** Goal of the exercise **
In full and without alteration, print the entries.

** Record excerpts **
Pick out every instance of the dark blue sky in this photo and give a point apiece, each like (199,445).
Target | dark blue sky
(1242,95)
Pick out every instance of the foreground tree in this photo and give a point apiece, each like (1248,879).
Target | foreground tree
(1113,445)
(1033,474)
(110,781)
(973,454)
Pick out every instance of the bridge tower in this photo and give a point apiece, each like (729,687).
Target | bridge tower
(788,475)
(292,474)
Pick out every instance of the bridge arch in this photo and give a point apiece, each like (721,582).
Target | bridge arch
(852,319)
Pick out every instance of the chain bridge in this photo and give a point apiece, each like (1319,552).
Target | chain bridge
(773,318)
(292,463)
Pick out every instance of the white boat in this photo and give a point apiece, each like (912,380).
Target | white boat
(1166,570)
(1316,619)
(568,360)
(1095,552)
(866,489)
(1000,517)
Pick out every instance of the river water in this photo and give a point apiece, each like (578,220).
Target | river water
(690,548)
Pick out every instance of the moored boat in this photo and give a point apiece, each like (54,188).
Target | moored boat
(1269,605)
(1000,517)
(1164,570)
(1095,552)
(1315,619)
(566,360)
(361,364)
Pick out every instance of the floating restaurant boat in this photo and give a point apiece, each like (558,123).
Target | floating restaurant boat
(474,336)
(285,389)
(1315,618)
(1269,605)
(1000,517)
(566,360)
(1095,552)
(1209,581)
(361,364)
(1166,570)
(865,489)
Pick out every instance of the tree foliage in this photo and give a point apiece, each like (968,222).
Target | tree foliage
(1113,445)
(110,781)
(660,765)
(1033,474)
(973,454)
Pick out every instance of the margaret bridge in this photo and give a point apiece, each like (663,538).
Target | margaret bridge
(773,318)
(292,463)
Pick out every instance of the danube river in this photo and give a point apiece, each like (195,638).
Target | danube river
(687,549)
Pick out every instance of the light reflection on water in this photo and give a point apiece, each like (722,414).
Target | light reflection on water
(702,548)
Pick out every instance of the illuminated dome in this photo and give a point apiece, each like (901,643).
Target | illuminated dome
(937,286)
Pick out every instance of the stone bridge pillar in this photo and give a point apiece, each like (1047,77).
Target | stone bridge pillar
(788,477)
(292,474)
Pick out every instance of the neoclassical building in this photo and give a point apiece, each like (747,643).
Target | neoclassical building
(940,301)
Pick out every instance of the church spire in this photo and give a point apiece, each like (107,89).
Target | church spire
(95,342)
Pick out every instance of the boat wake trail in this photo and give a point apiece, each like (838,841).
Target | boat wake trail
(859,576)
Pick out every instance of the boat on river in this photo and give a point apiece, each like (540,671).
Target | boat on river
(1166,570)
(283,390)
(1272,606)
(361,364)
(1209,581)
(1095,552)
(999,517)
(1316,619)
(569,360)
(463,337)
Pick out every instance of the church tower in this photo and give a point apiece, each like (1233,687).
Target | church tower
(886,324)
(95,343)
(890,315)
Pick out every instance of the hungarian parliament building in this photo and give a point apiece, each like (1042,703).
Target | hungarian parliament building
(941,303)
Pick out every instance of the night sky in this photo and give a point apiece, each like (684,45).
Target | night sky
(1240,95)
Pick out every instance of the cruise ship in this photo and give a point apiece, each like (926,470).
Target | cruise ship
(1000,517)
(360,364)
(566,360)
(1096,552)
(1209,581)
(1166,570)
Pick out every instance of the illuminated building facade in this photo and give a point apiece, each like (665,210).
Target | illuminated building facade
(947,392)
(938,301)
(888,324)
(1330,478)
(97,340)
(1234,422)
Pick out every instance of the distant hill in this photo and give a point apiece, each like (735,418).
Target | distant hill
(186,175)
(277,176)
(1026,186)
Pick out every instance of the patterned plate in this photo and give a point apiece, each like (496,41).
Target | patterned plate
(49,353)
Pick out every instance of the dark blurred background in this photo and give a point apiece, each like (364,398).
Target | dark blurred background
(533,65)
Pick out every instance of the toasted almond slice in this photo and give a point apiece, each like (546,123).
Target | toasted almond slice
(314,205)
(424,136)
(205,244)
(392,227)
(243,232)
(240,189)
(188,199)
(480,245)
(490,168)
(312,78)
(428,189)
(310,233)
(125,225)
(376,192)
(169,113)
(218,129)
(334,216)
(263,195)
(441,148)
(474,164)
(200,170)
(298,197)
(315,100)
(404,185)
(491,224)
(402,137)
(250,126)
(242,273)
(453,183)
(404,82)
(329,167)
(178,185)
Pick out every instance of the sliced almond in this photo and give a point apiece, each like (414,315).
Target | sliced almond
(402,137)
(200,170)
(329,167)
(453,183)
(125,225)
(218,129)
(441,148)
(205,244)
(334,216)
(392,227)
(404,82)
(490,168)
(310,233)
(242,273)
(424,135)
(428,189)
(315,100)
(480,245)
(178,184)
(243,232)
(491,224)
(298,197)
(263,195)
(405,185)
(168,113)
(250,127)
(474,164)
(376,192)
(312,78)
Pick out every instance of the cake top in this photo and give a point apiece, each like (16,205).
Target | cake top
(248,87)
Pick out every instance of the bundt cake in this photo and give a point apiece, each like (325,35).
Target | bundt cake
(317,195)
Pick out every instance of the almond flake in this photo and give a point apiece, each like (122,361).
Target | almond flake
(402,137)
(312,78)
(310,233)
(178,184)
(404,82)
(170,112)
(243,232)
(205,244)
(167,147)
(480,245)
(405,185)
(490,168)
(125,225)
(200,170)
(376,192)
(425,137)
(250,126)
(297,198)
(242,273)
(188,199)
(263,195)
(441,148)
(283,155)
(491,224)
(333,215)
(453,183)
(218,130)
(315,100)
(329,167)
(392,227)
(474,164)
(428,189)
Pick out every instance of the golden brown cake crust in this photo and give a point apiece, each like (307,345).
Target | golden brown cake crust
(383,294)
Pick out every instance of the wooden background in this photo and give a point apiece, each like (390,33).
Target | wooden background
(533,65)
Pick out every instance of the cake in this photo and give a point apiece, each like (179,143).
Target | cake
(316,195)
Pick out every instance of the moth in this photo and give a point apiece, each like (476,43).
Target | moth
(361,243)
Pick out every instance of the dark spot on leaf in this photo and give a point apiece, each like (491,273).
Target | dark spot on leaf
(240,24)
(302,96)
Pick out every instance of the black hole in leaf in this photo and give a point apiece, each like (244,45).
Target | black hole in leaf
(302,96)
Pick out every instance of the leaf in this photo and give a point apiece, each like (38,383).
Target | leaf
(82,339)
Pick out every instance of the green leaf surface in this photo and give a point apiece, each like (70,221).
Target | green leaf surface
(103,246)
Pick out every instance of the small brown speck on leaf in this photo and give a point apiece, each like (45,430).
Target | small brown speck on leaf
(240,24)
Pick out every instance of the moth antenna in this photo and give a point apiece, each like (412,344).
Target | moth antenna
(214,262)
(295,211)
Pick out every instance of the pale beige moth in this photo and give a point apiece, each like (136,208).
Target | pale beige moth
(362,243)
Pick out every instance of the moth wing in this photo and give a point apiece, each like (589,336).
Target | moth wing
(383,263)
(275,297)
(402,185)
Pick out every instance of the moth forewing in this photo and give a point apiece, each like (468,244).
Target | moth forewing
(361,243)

** Exercise response **
Pick out every instance of the dark blue sky in this photo and give a point apiece, each like (199,445).
Target | dark blue sky
(1242,95)
Pick out every instance of the foreground tree in this photo and give a point apiece, each like (1248,879).
Target | foreground tree
(1113,445)
(1033,474)
(110,781)
(973,454)
Pick out every instance of the bridge tower in this photo and give a point apiece, each like (729,687).
Target | bridge tower
(788,475)
(292,474)
Pick out every instance of the bridge arch in this photo and give a point apiece, each like (721,582).
Target | bridge arch
(852,319)
Pick out every instance of the chain bridge in this photo and give a point apiece, each like (1319,552).
Target | chain bridge
(773,318)
(292,463)
Pick out every instance of the white boat in this photo and give a point apiece, each like (912,380).
Target | white boat
(1166,570)
(1316,619)
(568,360)
(1095,552)
(866,489)
(1000,517)
Pick out every instance of the river water in this photo and give a point apiece, each like (578,220).
Target | river water
(690,548)
Pick out every instance of the moored boat in this photo and give a point apiece, each like (54,188).
Target | moored boat
(1269,605)
(1000,517)
(1164,570)
(1095,552)
(1315,619)
(566,360)
(361,364)
Pick out every instance of the floating restaurant boat in this photo and give a point apiece, each like (558,123).
Target | floating restaurant boat
(474,336)
(285,389)
(1315,618)
(1269,605)
(1000,517)
(566,360)
(1095,552)
(1209,581)
(361,364)
(1166,570)
(865,489)
Pick out every instance of the tree foliage in this photo and give a point apiece, each like (968,222).
Target | tree foliage
(1113,445)
(110,781)
(660,765)
(1033,474)
(973,454)
Pick out every instance of the margaret bridge in this photo and give a point apiece, each like (663,538).
Target | margaret bridge
(773,318)
(292,463)
Pick out every instance of the danube river in this photo and give a point apiece, each like (195,638).
Target | danube river
(687,549)
Pick out every instance of the light reflection on water in this photo and give a point apiece, each like (722,414).
Target | light reflection on water
(702,548)
Pick out every instance of the illuminated dome in this photo and give a point apiece, each like (901,643).
Target | illuminated dome
(937,286)
Pick out every instance of the stone bridge pillar in this photo and give a point apiece, each like (1047,77).
Target | stone bridge pillar
(788,477)
(292,474)
Pick out every instance of the neoclassical building in this photo and give a point apiece, each like (747,643).
Target | neoclassical building
(940,301)
Pick out every instance of the church spire in this photo and give a point apiece, each like (107,89).
Target | church spire
(95,342)
Pick out every instance of the boat wake trail in this photo and give a point apiece, each like (838,841).
Target | boat wake trail
(859,576)
Pick out every instance of the boat on river in this photo and give a point apiece, each like (540,671).
Target | boat on river
(1166,570)
(283,390)
(1272,606)
(361,364)
(1209,581)
(1095,552)
(999,517)
(1316,619)
(569,360)
(463,337)
Pick out every instance of the church tower in this photo and give a point apiece, each like (1233,687).
Target | church tower
(886,324)
(95,343)
(890,315)
Pick out every instance of the hungarian parliament building in this photo and give a point apiece, each like (1042,703).
Target | hungarian parliament building
(941,303)
Pick out every instance of the night sky in this photo and give a point apiece, each like (684,45).
Target | night sky
(1240,95)
Pick out every instance of the cruise ship in this photo and give a point apiece, each like (926,470).
Target | cruise ship
(1000,517)
(360,364)
(566,360)
(1096,552)
(1209,581)
(1166,570)
Pick out every instance of the illuminated building facade in this photo and give a point apiece, each like (665,210).
Target | illuminated building facade
(947,392)
(938,301)
(888,324)
(1330,478)
(97,340)
(1234,422)
Pick out every instance of the distant hill in this photo and give a point apiece, each like (735,418).
Target | distant hill
(186,175)
(277,176)
(1026,186)
Pick out every instance of the patterned plate in this photo and give a point apiece, each like (496,41).
Target | patterned plate
(49,353)
Pick out every instance of the dark blurred background in this photo and give a point apiece, each like (364,398).
Target | dark blurred background
(533,65)
Pick out every instance of the toasted almond slice in this photo and give a point apiece, each like (546,123).
Target | toasted almond slice
(314,205)
(424,136)
(205,244)
(392,227)
(243,232)
(240,189)
(188,199)
(480,245)
(490,168)
(312,78)
(428,189)
(310,233)
(125,225)
(376,192)
(169,113)
(218,129)
(334,216)
(263,195)
(441,148)
(474,164)
(200,170)
(298,197)
(315,100)
(404,185)
(491,224)
(402,137)
(250,126)
(242,273)
(453,183)
(404,82)
(329,167)
(178,185)
Pick out every instance of the sliced almond in this photo and give a point apiece, each like (414,315).
Target | sliced almond
(402,137)
(200,170)
(329,167)
(453,183)
(125,225)
(218,129)
(441,148)
(205,244)
(334,216)
(392,227)
(404,82)
(490,168)
(310,233)
(242,273)
(424,135)
(428,189)
(315,100)
(480,245)
(178,184)
(243,232)
(491,224)
(298,197)
(263,195)
(405,185)
(168,113)
(250,127)
(474,164)
(376,192)
(312,78)
Pick out every instance of the cake top in this photo and give a point apiece, each like (16,205).
Target | cake top
(248,87)
Pick out every instance of the bundt cake in this photo and give a point apiece, each like (325,35).
Target | bundt cake
(317,195)
Pick out every instance of the almond flake in this photo and give a point apiece, each like (122,361).
Target | almond flake
(402,137)
(312,78)
(310,233)
(178,184)
(404,82)
(170,112)
(243,232)
(205,244)
(167,147)
(480,245)
(405,185)
(490,168)
(125,225)
(200,170)
(376,192)
(425,137)
(250,126)
(297,198)
(242,273)
(188,199)
(263,195)
(441,148)
(283,155)
(491,224)
(333,215)
(453,183)
(218,130)
(315,100)
(329,167)
(392,227)
(474,164)
(428,189)
Pick out every instance of the golden brown cake crust in this photo and give a point apiece, each like (307,345).
Target | golden brown cake crust
(383,294)
Pick out every instance of the wooden background in this photo and give a point apiece, each like (390,33).
Target | wooden background
(533,65)
Pick out every instance of the cake in this photo and give a point apiece, each like (179,143).
Target | cake
(316,195)
Pick out every instance of the moth in this photo and give a point apiece, each like (476,43).
Target | moth
(361,243)
Pick out every instance of the dark spot on leaf in this photo and give a point apiece, each like (491,273).
Target | dark spot on leaf
(240,24)
(302,96)
Pick out every instance of the black hole in leaf in this photo and give a point apiece, each like (244,45).
Target | black hole in leaf
(302,96)
Pick out every instance of the leaf in this photo and give a point apiece, each like (38,383).
Target | leaf
(82,339)
Pick out every instance of the green leaf surface in this photo and give a point apiece, each like (70,221).
Target | green leaf surface
(103,246)
Pick out every instance of the small brown speck on leaf in this photo and give a point apiece, each like (45,430).
Target | small brown speck on leaf
(240,24)
Pick out every instance of the moth antenna in this photo and give a point apiece, each like (412,344).
Target | moth antenna
(214,262)
(295,211)
Pick out every instance of the pale beige moth in this photo and give a point apiece, each like (136,208).
Target | pale beige moth
(362,243)
Pick out every instance of the moth wing in this photo and give a point apiece, each like (589,336).
Target | moth wing
(383,263)
(275,297)
(402,185)
Pick out every instance of the moth forewing in this photo and give a point apiece, each like (468,244).
Target | moth forewing
(361,243)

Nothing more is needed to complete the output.